%%

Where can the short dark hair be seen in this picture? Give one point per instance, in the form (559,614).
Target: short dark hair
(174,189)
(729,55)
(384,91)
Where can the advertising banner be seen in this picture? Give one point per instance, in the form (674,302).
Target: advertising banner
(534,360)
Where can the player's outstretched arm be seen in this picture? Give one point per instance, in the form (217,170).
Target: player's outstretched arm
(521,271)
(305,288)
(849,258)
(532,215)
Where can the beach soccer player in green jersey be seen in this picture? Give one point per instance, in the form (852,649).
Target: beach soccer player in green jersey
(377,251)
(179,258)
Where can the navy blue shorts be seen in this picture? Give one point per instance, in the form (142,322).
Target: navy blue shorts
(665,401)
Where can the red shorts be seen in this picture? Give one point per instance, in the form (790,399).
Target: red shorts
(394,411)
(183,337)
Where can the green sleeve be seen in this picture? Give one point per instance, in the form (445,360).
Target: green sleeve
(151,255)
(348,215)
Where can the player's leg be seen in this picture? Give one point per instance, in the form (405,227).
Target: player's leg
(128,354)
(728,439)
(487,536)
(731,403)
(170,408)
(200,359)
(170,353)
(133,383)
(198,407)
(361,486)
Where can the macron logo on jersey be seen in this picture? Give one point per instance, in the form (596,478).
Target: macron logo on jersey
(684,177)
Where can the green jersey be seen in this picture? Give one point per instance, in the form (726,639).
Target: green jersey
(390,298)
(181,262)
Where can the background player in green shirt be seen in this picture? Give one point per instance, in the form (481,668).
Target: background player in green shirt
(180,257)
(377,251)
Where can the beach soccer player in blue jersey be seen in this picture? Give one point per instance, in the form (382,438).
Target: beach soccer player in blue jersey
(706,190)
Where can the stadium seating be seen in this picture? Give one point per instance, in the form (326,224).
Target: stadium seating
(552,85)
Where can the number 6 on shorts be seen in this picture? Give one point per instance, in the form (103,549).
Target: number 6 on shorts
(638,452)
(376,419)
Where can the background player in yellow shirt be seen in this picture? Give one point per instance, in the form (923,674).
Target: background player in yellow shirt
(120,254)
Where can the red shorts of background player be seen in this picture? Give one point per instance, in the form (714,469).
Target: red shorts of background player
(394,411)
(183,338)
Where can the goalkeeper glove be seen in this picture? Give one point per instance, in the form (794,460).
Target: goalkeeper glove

%%

* Challenge
Extract the data in full. Keep it word for word.

* Problem solution
Where can the short dark hair be seen in this picture? Give one point per instance, in the form (559,614).
Target: short dark hair
(174,189)
(729,55)
(384,91)
Where can the advertising banner be seen in this picture? Give one point per instance, in the form (674,302).
Target: advertising banner
(534,360)
Where can the player's outstretched arm be seen in this picture? Give one point per instance, in the form (217,170).
Target: player's outstretched arm
(521,271)
(305,288)
(849,258)
(532,215)
Where can the beach soccer player in green jersey be seen in this picture? Give one point per instance, in the form (852,649).
Target: beach soccer player in green jersey
(377,251)
(179,258)
Where can the navy blue shorts be seen in this picture? Give one point per instance, in the form (142,322).
Target: navy blue shorts
(665,401)
Where can the red shorts be seen in this picture? Give one point per instance, in the form (790,399).
Target: red shorts
(394,411)
(183,337)
Where can the green sleeve be seen in this picture? Give one point per instance, in the form (445,360).
Target: green sleeve
(151,255)
(348,215)
Where can the player's leg be seen in this picture? Give one point per instance, in the form (405,227).
Target: player's leg
(128,354)
(728,439)
(487,536)
(731,403)
(170,408)
(200,359)
(170,353)
(133,383)
(198,407)
(361,486)
Where can the macron logo on jersey be seen in this picture? Give one point per instance, in the form (596,478).
Target: macron logo on jersey
(684,177)
Where can the green jersey be seen in this picture? Give one point per instance, in the form (726,639).
Target: green jersey
(390,298)
(181,262)
Where can the background player in green shirt be seen in this picture? Give one point per instance, in the form (481,668).
Target: background player in green shirt
(180,257)
(377,251)
Where can the beach soccer player in blue jersey be seen in this picture? Give one point per instance, in the form (382,438).
Target: beach soccer player in blue jersey
(706,190)
Where can the stadium seating be seen in this picture? Give one point per instance, in the form (326,224).
Target: stadium seating
(552,85)
Where can the number 6 on shorts be seen in this picture? Give one point per instance, in the form (103,549).
Target: number 6 on shorts
(638,452)
(376,419)
Where can the background player in yellow shirt be seen in this picture? Give one point per instance, in the form (923,674).
Target: background player in yellow shirt
(120,254)
Where can the red shorts of background player be seen in this picture? Give one point per instance, in the form (714,469).
Target: red shorts of background player
(394,411)
(183,338)
Where can the goalkeeper glove be seen in this picture? Give one point per instance, in the form (794,460).
Target: goalkeeper glove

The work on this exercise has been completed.